Work instructions:
Search the records below for the word "green", then return every line where it appears.
========================
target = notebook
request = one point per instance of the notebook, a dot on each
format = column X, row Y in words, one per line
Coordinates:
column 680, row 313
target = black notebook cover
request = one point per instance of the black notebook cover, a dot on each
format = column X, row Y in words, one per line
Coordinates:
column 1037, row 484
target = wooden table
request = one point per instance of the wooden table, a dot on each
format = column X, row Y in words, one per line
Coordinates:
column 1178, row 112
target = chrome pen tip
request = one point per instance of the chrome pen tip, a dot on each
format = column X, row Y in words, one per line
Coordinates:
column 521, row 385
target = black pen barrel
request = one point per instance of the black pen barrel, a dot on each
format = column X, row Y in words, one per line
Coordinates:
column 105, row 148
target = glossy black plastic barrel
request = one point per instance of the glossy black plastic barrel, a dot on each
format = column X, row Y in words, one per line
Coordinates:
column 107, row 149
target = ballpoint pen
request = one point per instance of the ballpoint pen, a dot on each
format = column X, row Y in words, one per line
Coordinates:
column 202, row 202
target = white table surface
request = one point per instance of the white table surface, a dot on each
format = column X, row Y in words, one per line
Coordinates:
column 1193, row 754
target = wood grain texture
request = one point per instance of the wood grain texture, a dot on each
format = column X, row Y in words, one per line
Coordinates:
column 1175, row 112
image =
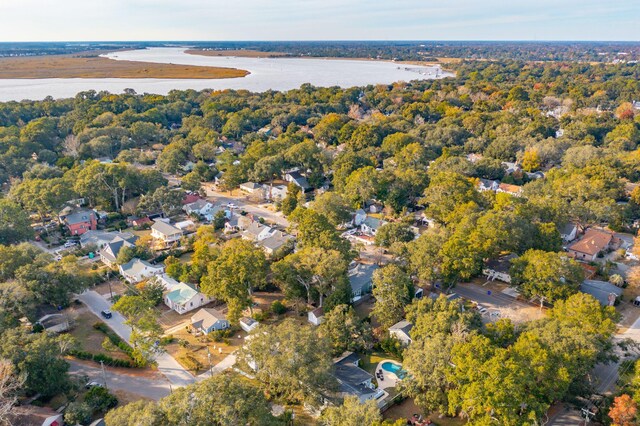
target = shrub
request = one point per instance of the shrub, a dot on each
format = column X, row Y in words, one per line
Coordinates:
column 278, row 308
column 100, row 399
column 191, row 363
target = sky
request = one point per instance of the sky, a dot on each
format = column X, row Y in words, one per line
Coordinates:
column 121, row 20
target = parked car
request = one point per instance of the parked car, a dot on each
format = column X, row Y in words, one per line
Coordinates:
column 93, row 384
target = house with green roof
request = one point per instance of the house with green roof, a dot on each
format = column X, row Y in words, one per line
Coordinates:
column 183, row 298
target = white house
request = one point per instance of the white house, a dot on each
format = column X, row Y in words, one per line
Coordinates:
column 165, row 232
column 316, row 316
column 248, row 324
column 251, row 187
column 568, row 232
column 200, row 207
column 137, row 270
column 400, row 331
column 498, row 269
column 109, row 252
column 207, row 320
column 371, row 225
column 257, row 232
column 184, row 298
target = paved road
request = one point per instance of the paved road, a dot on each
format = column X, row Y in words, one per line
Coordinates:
column 167, row 365
column 244, row 204
column 117, row 379
column 494, row 300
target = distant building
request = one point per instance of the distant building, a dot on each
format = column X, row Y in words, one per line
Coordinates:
column 316, row 316
column 165, row 232
column 360, row 280
column 400, row 331
column 248, row 324
column 207, row 320
column 137, row 270
column 498, row 269
column 568, row 232
column 184, row 298
column 79, row 221
column 109, row 253
column 591, row 244
column 353, row 380
column 606, row 293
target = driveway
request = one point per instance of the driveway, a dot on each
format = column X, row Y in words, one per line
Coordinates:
column 507, row 305
column 118, row 379
column 244, row 204
column 167, row 365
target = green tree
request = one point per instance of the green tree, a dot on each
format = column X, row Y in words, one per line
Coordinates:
column 352, row 413
column 291, row 361
column 393, row 291
column 552, row 276
column 345, row 330
column 14, row 223
column 234, row 273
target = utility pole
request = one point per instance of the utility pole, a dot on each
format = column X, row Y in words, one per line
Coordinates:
column 209, row 358
column 104, row 375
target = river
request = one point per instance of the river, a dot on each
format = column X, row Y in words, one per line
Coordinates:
column 266, row 74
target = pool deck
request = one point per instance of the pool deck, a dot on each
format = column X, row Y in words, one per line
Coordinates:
column 390, row 379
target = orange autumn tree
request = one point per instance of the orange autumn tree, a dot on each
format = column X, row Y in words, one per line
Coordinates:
column 624, row 411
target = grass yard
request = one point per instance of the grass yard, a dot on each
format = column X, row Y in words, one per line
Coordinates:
column 194, row 356
column 407, row 408
column 89, row 339
column 369, row 362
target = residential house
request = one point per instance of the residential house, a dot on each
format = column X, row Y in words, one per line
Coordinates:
column 185, row 226
column 361, row 279
column 316, row 316
column 568, row 232
column 507, row 188
column 137, row 270
column 371, row 225
column 80, row 221
column 207, row 320
column 498, row 269
column 274, row 242
column 359, row 217
column 248, row 324
column 184, row 298
column 488, row 185
column 109, row 253
column 201, row 208
column 400, row 331
column 99, row 238
column 251, row 187
column 510, row 167
column 297, row 179
column 276, row 193
column 257, row 232
column 606, row 293
column 353, row 380
column 165, row 232
column 594, row 242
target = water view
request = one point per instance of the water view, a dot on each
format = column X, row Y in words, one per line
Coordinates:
column 266, row 74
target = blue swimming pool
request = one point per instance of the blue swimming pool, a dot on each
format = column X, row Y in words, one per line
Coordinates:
column 394, row 368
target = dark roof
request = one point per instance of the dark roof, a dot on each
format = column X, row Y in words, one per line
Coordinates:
column 352, row 377
column 501, row 264
column 600, row 290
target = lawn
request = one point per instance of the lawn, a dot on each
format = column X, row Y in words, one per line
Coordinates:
column 408, row 408
column 369, row 362
column 196, row 349
column 88, row 338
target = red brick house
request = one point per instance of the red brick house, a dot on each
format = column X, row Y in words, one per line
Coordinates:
column 80, row 221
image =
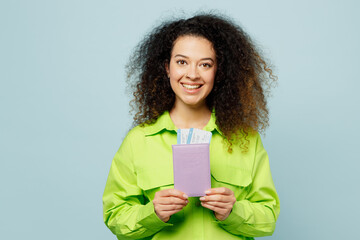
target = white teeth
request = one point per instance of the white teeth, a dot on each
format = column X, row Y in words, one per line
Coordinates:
column 191, row 86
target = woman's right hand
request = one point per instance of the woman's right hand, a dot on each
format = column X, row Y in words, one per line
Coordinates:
column 168, row 202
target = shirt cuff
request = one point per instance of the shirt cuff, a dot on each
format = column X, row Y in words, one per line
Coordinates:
column 150, row 220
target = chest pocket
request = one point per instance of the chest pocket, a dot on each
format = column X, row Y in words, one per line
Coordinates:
column 151, row 180
column 237, row 180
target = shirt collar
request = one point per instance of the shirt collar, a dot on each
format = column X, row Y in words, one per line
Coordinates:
column 164, row 122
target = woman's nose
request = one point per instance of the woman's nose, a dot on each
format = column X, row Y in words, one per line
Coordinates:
column 192, row 72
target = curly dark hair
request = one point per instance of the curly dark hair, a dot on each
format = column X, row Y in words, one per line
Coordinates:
column 242, row 79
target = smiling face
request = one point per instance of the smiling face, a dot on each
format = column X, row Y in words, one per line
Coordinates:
column 192, row 70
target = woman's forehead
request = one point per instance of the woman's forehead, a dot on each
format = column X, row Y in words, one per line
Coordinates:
column 193, row 46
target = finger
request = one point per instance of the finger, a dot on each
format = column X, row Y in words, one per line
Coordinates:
column 216, row 209
column 173, row 193
column 221, row 190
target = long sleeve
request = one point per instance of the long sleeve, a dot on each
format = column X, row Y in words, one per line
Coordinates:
column 255, row 216
column 127, row 213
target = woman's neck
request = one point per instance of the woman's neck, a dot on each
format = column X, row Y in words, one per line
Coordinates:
column 185, row 117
========================
Result below:
target = house with green roof
request = one point per instance of the house with green roof, a dot on each
target = green tree
request = one point per instance of the green tree, a dot on each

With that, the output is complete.